RISKS AND UNCERTAINTIES

OUR NEED FOR FUTURE CAPITAL

         ITEC's business has not been profitable in the past and it may not be
profitable in the future. The Company may incur losses on a quarterly or annual
basis for a number of reasons, some within and others outside its control. See
"Potential Fluctuation in Our Quarterly Performance." The growth of the
Company's business will require the commitment of substantial capital resources.
If funds are not available from operations, the Company will need additional
funds. ITEC may seek such additional funding through public and private
financing, including debt or equity financing. Adequate funds for these
purposes, whether through financial markets or from other sources, may not be
available when needed. Even if funds are available, the terms under which the
funds are available may not be acceptable to the Company. Insufficient funds may
require the delay, reduction, or elimination of some or all of the Company's
planned activities. Also see "Management's Discussion and Analysis of Financial
Condition and Results of Operations - Liquidity and Capital Resources."
= = = = =
WHAT YOU NEED TO DO:
1 > Answer these questions about the passage on ITEC's capital needs:
(a) Through what kinds of financing does ITEC say it may seek additional funding?
(b) What may insufficient funds require?
(c) Which section is the reader pointed to about possible losses on a quarterly or annual basis?
2 > Put this sentence from the passage on ITEC's capital needs into Spanish: "Even if funds are available, the terms under which the funds are available may not be acceptable to the Company."
3 > Write the next part of the passage on ITEC's capital needs, starting after its final sentence.

RAW DATA:
= = = = =
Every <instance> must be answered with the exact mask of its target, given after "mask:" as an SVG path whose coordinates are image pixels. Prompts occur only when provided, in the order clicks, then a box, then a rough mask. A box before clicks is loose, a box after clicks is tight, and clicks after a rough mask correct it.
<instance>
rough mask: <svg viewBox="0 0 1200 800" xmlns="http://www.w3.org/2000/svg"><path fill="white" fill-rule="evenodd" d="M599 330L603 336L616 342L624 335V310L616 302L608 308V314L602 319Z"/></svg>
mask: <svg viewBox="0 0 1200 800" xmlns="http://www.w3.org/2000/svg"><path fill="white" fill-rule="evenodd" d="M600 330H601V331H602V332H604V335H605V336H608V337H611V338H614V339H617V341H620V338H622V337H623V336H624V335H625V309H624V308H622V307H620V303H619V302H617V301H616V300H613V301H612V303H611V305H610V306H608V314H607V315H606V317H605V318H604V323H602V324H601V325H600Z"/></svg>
= = = = =
RESPONSES BY TASK:
1 >
(a) Public and private financing, including debt or equity financing.
(b) The delay, reduction, or elimination of some or all of the Company's planned activities.
(c) "Potential Fluctuation in Our Quarterly Performance."

2 > Incluso si hay fondos disponibles, es posible que las condiciones en las que estén disponibles no resulten aceptables para la Compañía.

3 >
POTENTIAL FLUCTUATION IN OUR QUARTERLY PERFORMANCE

         Quarterly operating results can fluctuate significantly depending on a
number of factors, any one of which could have a material adverse effect on the
Company's results of operations. The factors include: the timing of product
announcements and subsequent introductions of new or enhanced products by the
Company and by its competitors, the availability and cost of components, the
timing and mix of shipments of the Company's products, the market acceptance of
new products, seasonality, currency fluctuations, changes in the Company's
prices and in the Company's competitors' prices, price protection offered to
distributors and OEMs for product price reductions, the timing of expenditures
for staffing and related support costs, the extent and success of advertising,
research and development expenditures, and changes in general economic
conditions.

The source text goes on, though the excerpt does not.